WRITTEN TASK =>
From the listing that follows, output everything exactly except the pictures.

Stored items from a collection:
--
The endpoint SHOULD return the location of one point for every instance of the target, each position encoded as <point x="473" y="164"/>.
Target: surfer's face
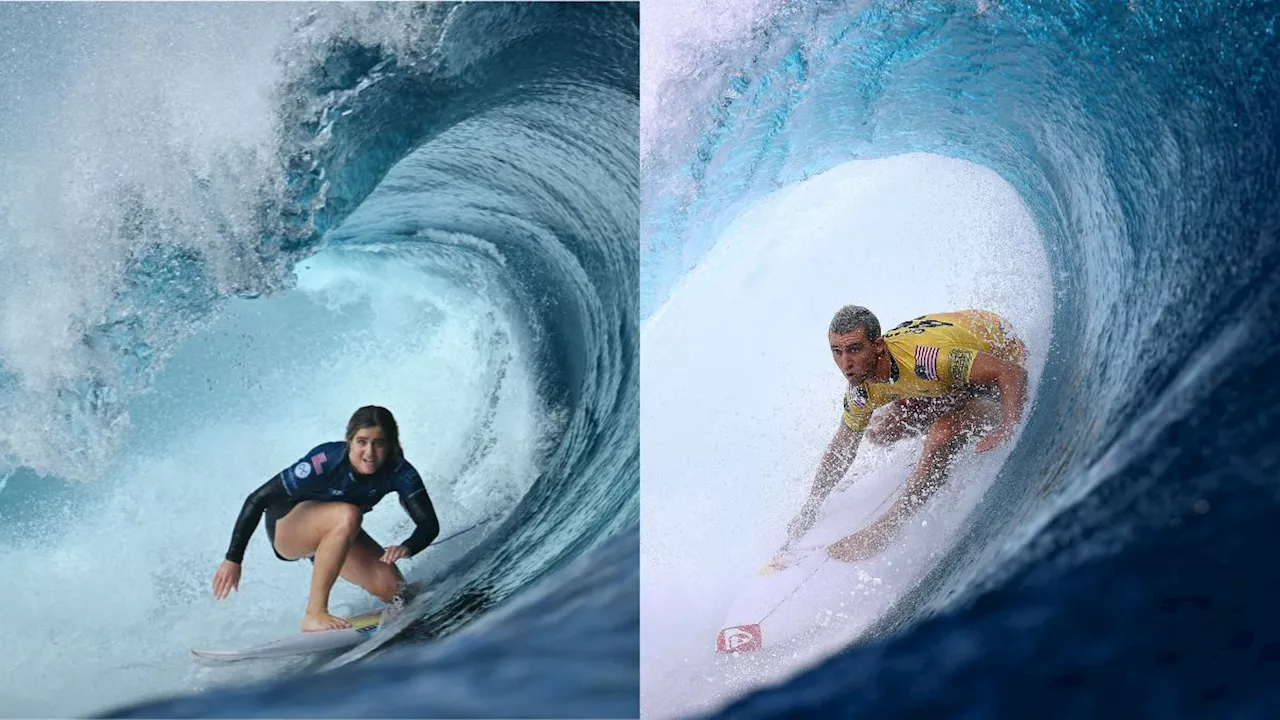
<point x="368" y="450"/>
<point x="855" y="355"/>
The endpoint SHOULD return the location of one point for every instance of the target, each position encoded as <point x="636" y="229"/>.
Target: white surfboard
<point x="800" y="589"/>
<point x="302" y="643"/>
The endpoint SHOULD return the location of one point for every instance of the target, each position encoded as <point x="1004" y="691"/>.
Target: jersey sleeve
<point x="309" y="472"/>
<point x="407" y="481"/>
<point x="858" y="409"/>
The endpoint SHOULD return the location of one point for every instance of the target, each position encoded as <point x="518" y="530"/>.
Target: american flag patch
<point x="927" y="361"/>
<point x="858" y="395"/>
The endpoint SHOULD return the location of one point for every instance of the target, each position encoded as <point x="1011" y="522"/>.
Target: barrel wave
<point x="224" y="229"/>
<point x="1111" y="565"/>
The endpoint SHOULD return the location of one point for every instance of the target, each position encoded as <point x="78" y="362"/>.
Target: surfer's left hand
<point x="394" y="552"/>
<point x="858" y="546"/>
<point x="995" y="438"/>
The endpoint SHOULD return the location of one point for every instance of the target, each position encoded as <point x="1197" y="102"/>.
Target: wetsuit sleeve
<point x="423" y="513"/>
<point x="251" y="513"/>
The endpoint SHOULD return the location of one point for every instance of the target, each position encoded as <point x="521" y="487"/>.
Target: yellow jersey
<point x="932" y="355"/>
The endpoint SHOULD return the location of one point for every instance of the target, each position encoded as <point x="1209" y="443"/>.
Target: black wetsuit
<point x="325" y="473"/>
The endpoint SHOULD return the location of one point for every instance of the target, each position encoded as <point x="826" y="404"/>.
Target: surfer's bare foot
<point x="314" y="621"/>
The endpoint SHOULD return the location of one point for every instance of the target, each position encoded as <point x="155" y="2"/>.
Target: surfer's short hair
<point x="375" y="417"/>
<point x="855" y="318"/>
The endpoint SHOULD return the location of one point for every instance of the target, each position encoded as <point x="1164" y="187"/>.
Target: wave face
<point x="1112" y="564"/>
<point x="228" y="227"/>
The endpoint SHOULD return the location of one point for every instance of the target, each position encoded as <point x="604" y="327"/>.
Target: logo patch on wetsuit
<point x="927" y="363"/>
<point x="961" y="363"/>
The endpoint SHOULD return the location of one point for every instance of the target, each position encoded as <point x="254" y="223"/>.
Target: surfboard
<point x="301" y="643"/>
<point x="800" y="591"/>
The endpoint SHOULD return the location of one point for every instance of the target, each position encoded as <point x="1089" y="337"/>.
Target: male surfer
<point x="949" y="374"/>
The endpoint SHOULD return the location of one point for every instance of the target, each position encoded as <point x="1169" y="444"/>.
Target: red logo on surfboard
<point x="739" y="638"/>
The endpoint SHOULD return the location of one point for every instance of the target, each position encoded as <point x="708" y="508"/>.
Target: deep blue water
<point x="475" y="162"/>
<point x="1120" y="564"/>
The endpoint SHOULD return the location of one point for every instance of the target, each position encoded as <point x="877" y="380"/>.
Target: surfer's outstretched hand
<point x="393" y="552"/>
<point x="225" y="579"/>
<point x="859" y="546"/>
<point x="803" y="522"/>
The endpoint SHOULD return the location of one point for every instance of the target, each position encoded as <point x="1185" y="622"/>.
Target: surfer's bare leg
<point x="946" y="436"/>
<point x="364" y="568"/>
<point x="325" y="532"/>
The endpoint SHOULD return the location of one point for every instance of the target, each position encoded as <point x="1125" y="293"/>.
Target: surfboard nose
<point x="739" y="638"/>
--
CORRECT RESULT =>
The endpoint SHOULD return the location of one point for every instance of the target, each position encoded as <point x="473" y="164"/>.
Target: surfer's face
<point x="368" y="450"/>
<point x="855" y="355"/>
The endpoint SHOULD return the location of one point for every instance of the target, each position encoded as <point x="636" y="229"/>.
Target: white surfboard
<point x="800" y="589"/>
<point x="302" y="643"/>
The endpoint SHOULD return the location of one point for every instance of the target, each position encoded as <point x="1004" y="691"/>.
Target: jersey sleeve
<point x="309" y="472"/>
<point x="407" y="481"/>
<point x="858" y="409"/>
The endpoint SHOULD return the location of one point for every instance of the target, each position encoded as <point x="518" y="530"/>.
Target: american flag patch
<point x="927" y="361"/>
<point x="858" y="395"/>
The endpoint SHOULD return the location of one point for every instance of the target, each position encoded as <point x="1011" y="522"/>.
Target: barrel wave
<point x="224" y="229"/>
<point x="1111" y="565"/>
The endpoint SHOULD return the location of one point for every instance of the target, each position encoded as <point x="78" y="362"/>.
Target: surfer's left hand
<point x="394" y="552"/>
<point x="858" y="546"/>
<point x="995" y="438"/>
The endpoint SHOULD return the location of one point for every instance of the target, each position encoded as <point x="1197" y="102"/>.
Target: wetsuit sleeve
<point x="423" y="513"/>
<point x="251" y="513"/>
The endpoint SHOULD return the location of one point for every instance of the target, each position encoded as <point x="521" y="487"/>.
Target: yellow jersey
<point x="932" y="355"/>
The endpoint SHOULD return the location of one point for every instance of the target, each position encoded as <point x="1209" y="443"/>.
Target: black wetsuit
<point x="325" y="473"/>
The endpoint SHOULD return the location of one point for every instance of the target, each position encoded as <point x="826" y="404"/>.
Target: surfer's bare foot
<point x="314" y="621"/>
The endpoint SHOULD return the location of one point for every instance of the target, each position encoded as <point x="155" y="2"/>.
Target: surfer's short hair
<point x="375" y="417"/>
<point x="855" y="318"/>
The endpoint SHOULD return the location of one point for every instance of the target, each position encoded as <point x="1164" y="187"/>.
Target: wave face
<point x="1112" y="564"/>
<point x="228" y="227"/>
The endpoint SHOULD return the location of one point for every instance of the target, each position encoded as <point x="604" y="327"/>.
Target: logo patch on wetsuit
<point x="927" y="363"/>
<point x="961" y="363"/>
The endpoint SHOULD return the location of one point for every instance of the target, each position encoded as <point x="254" y="223"/>.
Target: surfboard
<point x="301" y="643"/>
<point x="800" y="591"/>
The endpoint SHOULD return the location of one point for every instance of the target, each position encoded as <point x="1089" y="337"/>.
Target: male surfer
<point x="949" y="374"/>
The endpoint SHOULD return the location of one point for every instance of the target, each position encoded as <point x="1169" y="444"/>.
Target: red logo on surfboard
<point x="739" y="638"/>
The endpoint SHOULD return the location of one point for every instance of the target, each position encoded as <point x="708" y="508"/>.
Target: deep blue water
<point x="475" y="162"/>
<point x="1120" y="564"/>
The endpoint SHOULD return the location of one point for every instance of the target, each position encoded as <point x="877" y="380"/>.
Target: surfer's outstretched hand
<point x="393" y="552"/>
<point x="225" y="579"/>
<point x="859" y="546"/>
<point x="803" y="522"/>
The endpoint SHOULD return the location of one point for every instance of the target, each position encoded as <point x="1185" y="622"/>.
Target: surfer's bare leg
<point x="946" y="436"/>
<point x="364" y="568"/>
<point x="325" y="532"/>
The endpoint SHOULD return the location of one point for every instance of the target, each position encoded as <point x="1125" y="293"/>.
Target: surfboard nose
<point x="739" y="638"/>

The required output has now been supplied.